WORK INSTRUCTION: From the line containing "Indicate one point per instance of the electric" through the last line of the data, return those lines exactly as written and nothing more.

SOURCE DATA:
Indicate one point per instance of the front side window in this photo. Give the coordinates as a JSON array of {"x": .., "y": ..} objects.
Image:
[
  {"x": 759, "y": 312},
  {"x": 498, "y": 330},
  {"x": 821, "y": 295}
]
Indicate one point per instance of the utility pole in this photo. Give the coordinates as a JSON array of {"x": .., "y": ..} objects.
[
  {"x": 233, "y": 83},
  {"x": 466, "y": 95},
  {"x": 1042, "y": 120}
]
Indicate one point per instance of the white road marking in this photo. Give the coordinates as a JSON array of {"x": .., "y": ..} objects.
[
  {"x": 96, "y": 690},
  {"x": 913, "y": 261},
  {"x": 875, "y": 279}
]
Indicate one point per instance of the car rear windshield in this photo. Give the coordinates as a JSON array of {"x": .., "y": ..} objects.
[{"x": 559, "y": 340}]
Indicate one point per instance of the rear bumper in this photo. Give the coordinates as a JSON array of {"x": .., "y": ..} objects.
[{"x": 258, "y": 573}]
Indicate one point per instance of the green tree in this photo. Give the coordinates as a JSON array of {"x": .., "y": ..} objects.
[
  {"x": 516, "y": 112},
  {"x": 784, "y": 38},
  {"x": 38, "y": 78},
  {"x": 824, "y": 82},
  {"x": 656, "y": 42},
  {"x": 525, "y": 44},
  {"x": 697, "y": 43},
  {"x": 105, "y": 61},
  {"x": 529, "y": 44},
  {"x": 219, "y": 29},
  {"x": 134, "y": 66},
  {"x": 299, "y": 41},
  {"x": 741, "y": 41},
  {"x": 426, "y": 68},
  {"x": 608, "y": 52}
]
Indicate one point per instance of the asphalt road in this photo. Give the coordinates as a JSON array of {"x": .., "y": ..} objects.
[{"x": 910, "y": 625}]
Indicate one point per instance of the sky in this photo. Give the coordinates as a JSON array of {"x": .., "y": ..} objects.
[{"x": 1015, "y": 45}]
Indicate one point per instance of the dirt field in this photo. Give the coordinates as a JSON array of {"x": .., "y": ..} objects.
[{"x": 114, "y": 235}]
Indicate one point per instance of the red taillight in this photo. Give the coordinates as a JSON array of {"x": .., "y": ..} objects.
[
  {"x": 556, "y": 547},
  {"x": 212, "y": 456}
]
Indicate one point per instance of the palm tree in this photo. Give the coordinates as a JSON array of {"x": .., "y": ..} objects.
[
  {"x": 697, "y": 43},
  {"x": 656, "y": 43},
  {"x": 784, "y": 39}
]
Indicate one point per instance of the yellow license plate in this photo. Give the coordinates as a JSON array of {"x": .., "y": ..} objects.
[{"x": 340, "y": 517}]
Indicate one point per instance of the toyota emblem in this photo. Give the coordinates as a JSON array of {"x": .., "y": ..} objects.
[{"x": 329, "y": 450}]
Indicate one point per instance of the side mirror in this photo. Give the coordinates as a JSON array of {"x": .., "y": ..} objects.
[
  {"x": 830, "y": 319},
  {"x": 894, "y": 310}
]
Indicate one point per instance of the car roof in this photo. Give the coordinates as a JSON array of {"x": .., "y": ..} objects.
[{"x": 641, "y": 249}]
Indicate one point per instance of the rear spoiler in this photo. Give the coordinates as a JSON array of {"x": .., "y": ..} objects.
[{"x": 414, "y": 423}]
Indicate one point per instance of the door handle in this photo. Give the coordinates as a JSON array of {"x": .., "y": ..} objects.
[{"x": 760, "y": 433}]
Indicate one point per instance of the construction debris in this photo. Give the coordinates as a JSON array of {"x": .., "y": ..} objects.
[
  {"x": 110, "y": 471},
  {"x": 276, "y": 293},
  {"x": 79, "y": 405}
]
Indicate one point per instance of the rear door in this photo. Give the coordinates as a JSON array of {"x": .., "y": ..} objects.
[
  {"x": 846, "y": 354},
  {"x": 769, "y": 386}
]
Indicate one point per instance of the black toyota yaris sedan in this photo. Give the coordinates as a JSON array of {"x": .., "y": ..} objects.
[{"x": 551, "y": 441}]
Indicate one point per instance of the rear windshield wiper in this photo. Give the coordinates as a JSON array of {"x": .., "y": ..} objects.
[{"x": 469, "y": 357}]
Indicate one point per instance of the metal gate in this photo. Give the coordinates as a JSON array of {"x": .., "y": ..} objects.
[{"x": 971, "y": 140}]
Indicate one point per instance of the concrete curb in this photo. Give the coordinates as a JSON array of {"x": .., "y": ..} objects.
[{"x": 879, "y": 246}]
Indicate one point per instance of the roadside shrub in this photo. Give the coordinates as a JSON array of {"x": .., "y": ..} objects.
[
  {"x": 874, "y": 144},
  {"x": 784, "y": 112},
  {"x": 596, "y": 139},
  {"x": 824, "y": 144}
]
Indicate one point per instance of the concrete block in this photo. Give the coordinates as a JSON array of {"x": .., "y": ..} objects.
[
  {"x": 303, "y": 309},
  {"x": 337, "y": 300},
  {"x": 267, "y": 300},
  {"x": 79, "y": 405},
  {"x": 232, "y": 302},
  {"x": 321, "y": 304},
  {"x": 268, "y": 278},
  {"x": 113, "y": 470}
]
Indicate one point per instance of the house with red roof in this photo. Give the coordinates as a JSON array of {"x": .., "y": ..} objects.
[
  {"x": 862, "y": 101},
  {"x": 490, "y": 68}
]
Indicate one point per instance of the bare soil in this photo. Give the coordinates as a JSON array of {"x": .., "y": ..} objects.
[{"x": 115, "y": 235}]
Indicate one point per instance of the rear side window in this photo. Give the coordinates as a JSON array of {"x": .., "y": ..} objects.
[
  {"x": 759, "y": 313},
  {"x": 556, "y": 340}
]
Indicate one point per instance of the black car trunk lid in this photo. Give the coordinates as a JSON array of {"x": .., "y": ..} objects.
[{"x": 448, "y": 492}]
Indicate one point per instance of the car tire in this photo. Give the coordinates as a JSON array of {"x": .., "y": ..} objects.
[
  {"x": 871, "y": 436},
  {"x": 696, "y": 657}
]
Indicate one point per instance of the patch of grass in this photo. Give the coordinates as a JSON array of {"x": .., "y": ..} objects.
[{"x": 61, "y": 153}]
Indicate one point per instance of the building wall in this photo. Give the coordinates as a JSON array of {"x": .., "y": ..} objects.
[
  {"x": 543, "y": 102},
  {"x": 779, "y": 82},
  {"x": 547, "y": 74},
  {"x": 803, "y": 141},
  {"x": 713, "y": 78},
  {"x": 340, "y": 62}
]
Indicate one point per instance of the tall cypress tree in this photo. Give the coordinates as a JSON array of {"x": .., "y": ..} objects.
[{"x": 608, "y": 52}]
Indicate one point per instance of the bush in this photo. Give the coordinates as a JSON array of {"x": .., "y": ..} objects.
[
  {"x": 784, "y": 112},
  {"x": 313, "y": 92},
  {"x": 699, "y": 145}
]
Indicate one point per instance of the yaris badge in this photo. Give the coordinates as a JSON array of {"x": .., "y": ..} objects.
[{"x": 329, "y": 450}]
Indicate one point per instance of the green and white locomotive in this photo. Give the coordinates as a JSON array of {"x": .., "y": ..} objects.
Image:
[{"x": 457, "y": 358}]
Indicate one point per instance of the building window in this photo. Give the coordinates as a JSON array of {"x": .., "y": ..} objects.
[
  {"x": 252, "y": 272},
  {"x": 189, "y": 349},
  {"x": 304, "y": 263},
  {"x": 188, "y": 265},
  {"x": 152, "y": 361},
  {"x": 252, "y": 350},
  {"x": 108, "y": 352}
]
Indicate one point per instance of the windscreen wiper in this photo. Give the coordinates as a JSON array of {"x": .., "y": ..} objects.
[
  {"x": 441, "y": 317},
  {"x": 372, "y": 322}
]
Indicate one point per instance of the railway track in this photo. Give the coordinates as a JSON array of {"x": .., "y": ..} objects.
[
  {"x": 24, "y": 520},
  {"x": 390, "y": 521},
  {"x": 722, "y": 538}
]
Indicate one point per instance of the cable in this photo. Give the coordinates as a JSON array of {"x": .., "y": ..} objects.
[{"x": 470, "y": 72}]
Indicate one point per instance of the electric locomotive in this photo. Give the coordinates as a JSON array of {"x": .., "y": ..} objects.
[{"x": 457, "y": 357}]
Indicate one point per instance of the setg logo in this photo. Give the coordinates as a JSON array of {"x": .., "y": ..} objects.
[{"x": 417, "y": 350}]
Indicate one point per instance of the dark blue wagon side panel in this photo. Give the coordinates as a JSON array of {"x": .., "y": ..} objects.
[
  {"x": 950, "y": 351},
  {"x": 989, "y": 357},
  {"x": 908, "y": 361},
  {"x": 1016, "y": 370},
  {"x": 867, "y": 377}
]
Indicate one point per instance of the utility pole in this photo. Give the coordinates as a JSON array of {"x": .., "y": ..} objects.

TASK RESPONSE:
Indicate one point per instance of the electric locomotive in this photo. Give the coordinates as a JSON array of {"x": .., "y": ..} objects.
[{"x": 457, "y": 357}]
Indicate one point per instance of the setg logo in this photo. Give the coordinates as a JSON array of {"x": .., "y": ..} objects.
[{"x": 417, "y": 350}]
Indicate one point per instance of the dark blue wagon side panel in this photo. Give the coordinates as a JSON array of {"x": .., "y": ..} objects.
[
  {"x": 950, "y": 351},
  {"x": 989, "y": 357},
  {"x": 908, "y": 361},
  {"x": 1016, "y": 370},
  {"x": 867, "y": 377}
]
Indicate one point per instance of the utility pole in this photo. Give the coordinates as a JSON array of {"x": .., "y": ..} objects.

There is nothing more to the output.